### [EXERCISE]
Nothing in the data below may be left out; return all of it exactly.

::::

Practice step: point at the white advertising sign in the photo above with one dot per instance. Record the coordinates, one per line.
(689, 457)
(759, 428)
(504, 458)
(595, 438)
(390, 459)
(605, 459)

::::

### [EXERCISE SOLUTION]
Practice step: point at the white advertising sign in the photo above with one dot per instance. Record the coordinates, one per line.
(689, 457)
(759, 428)
(504, 458)
(595, 438)
(390, 459)
(605, 459)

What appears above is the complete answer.